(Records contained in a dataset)
----
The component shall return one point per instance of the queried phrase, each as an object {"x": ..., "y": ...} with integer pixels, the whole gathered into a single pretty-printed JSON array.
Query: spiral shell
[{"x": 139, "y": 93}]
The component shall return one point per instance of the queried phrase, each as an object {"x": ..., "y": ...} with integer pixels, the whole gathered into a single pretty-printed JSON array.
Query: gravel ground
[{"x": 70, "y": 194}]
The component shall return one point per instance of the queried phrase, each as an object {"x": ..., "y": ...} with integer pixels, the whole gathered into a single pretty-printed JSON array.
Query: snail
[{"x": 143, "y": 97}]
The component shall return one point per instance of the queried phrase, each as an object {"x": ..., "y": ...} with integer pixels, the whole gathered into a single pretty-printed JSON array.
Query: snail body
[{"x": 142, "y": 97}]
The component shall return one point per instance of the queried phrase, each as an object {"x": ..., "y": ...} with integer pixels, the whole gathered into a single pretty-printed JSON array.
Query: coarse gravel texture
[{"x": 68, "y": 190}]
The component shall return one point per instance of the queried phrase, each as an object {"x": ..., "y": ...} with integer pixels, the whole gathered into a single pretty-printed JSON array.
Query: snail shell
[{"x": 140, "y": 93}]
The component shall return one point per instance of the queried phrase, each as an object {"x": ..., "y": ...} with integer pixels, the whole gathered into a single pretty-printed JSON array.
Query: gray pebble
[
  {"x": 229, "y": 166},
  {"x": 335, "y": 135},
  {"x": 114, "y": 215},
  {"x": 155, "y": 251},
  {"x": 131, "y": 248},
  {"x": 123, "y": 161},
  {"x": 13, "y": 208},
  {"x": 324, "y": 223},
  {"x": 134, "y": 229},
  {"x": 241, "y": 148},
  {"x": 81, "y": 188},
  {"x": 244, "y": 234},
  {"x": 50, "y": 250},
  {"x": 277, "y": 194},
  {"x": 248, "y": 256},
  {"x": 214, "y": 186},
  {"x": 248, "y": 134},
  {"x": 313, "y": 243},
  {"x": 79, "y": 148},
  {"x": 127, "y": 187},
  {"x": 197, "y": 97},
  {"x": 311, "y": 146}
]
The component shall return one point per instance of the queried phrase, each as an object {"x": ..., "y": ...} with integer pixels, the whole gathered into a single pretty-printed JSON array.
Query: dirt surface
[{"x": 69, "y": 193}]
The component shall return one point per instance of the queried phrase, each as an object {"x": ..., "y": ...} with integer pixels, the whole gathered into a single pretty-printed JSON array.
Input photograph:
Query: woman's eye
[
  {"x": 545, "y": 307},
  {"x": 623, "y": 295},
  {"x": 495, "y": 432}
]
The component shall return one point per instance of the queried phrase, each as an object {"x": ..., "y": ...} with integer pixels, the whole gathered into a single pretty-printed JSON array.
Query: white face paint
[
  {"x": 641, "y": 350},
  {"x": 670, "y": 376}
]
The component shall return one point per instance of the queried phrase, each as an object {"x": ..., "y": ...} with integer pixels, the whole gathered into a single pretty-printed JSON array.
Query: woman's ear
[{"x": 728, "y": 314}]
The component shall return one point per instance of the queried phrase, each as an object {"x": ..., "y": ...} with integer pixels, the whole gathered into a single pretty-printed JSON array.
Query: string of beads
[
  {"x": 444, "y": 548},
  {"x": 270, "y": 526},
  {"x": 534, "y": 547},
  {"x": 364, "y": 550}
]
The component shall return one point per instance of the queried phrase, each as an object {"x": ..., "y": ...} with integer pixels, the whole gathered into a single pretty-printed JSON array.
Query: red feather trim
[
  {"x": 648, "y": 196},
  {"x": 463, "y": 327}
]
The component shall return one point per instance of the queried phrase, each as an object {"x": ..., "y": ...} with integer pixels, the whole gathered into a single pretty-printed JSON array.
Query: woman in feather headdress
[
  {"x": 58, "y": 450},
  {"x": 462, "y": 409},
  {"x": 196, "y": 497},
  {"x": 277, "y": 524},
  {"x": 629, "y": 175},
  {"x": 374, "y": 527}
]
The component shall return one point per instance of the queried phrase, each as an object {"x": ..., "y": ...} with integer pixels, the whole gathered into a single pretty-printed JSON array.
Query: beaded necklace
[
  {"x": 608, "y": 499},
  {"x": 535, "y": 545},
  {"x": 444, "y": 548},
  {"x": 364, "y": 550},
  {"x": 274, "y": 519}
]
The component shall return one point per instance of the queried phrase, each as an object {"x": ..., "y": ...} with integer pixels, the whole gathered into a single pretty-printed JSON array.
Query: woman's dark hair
----
## Exercise
Print the material verbatim, all of it.

## The output
The component shall return one point per instance of the queried phrase, each as an object {"x": ..., "y": ...} with integer pixels, the whole gathered into a single pretty-printed JSON array.
Query: spiral shell
[{"x": 139, "y": 93}]
The component shall return one point per instance of the queried phrase, each as an object {"x": ..., "y": ...} with integer pixels, the whole gathered into a single pretty-printed JSON array.
Query: gravel ground
[{"x": 70, "y": 194}]
The component shall return one point per instance of the queried phrase, each as an object {"x": ..., "y": ...} with integer pixels, the whole gathered into a single pretty-printed JSON array.
Query: snail
[{"x": 143, "y": 97}]
The component shall return one point per instance of the queried phrase, each as an object {"x": ..., "y": ...} with integer pixels, the whole gathered into a single pretty-printed JSON array.
Query: snail body
[{"x": 142, "y": 97}]
The component shall return one point per instance of the queried phrase, each as an object {"x": ..., "y": ...} with integer pixels, the whole gathered into a single pretty-printed JSON array.
Query: coarse gravel texture
[{"x": 68, "y": 190}]
The component shall return one point per instance of the queried phrase, each as an object {"x": ..., "y": ...} with integer pixels, the whole gathered into a single pretty-printed JSON array.
Query: snail shell
[{"x": 140, "y": 93}]
The component shall return one point per instance of the queried phrase, each as an object {"x": ..., "y": ...} with integer pixels, the whole gathered into a single pretty-printed JSON array.
Query: gray pebble
[
  {"x": 229, "y": 166},
  {"x": 335, "y": 135},
  {"x": 114, "y": 215},
  {"x": 155, "y": 251},
  {"x": 131, "y": 248},
  {"x": 123, "y": 161},
  {"x": 13, "y": 208},
  {"x": 324, "y": 223},
  {"x": 134, "y": 229},
  {"x": 241, "y": 148},
  {"x": 81, "y": 188},
  {"x": 244, "y": 234},
  {"x": 50, "y": 250},
  {"x": 277, "y": 194},
  {"x": 248, "y": 256},
  {"x": 214, "y": 186},
  {"x": 248, "y": 134},
  {"x": 313, "y": 243},
  {"x": 79, "y": 148},
  {"x": 127, "y": 187},
  {"x": 197, "y": 97},
  {"x": 311, "y": 146}
]
The component shall return one point per instance of the queried phrase, each as an object {"x": ..., "y": ...} with integer pixels, the whole gathered into a single pretty-printed JSON array.
Query: dirt surface
[{"x": 69, "y": 193}]
The component shall return one point per instance of the queried phrase, each as an object {"x": ..., "y": ...} with integer pixels, the whole gathered into a single pretty-printed JSON array.
Input photograph:
Query: woman's eye
[
  {"x": 545, "y": 307},
  {"x": 623, "y": 295},
  {"x": 495, "y": 432}
]
The component shall return one point per instance of the queried phrase, each as an object {"x": ..., "y": ...} with integer pixels, the whole gathered into a single pretty-printed JSON array.
Query: white face paint
[
  {"x": 641, "y": 350},
  {"x": 670, "y": 376}
]
The component shall return one point per instance of the queried phrase, each as an object {"x": ..., "y": ...} with integer pixels, the whole gathered into a single pretty-printed JSON array.
Query: woman's ear
[{"x": 728, "y": 314}]
The component shall return one point per instance of the queried phrase, each as an object {"x": ..., "y": ...} with integer pixels, the whole gathered into a single pretty-printed JSON array.
Query: string of beads
[
  {"x": 444, "y": 548},
  {"x": 270, "y": 526},
  {"x": 534, "y": 547},
  {"x": 364, "y": 550}
]
The component shall return one point per instance of the queried phrase, each as an object {"x": ..., "y": ...} with integer pixels, the whole gathered into a single pretty-printed JSON array.
Query: red feather trim
[
  {"x": 648, "y": 196},
  {"x": 463, "y": 327}
]
The component shall return one point per instance of the queried phrase, each as an object {"x": ..., "y": ...} with integer pixels, the whole gathered into a single pretty-printed JSON array.
Query: woman in feather headdress
[
  {"x": 58, "y": 450},
  {"x": 462, "y": 409},
  {"x": 196, "y": 497},
  {"x": 277, "y": 524},
  {"x": 629, "y": 175},
  {"x": 374, "y": 527}
]
The component shall return one point per instance of the queried phrase, each as an object {"x": ..., "y": ...} with integer pixels, the whole gathered into a single pretty-printed JSON array.
Query: beaded necklace
[
  {"x": 608, "y": 499},
  {"x": 535, "y": 545},
  {"x": 444, "y": 548},
  {"x": 364, "y": 550},
  {"x": 274, "y": 519}
]
The component shall return one point per instance of the queried phrase, each as an object {"x": ..., "y": ...} with integer pixels, the whole gathered into a single pretty-printed JSON array.
Query: woman's dark hair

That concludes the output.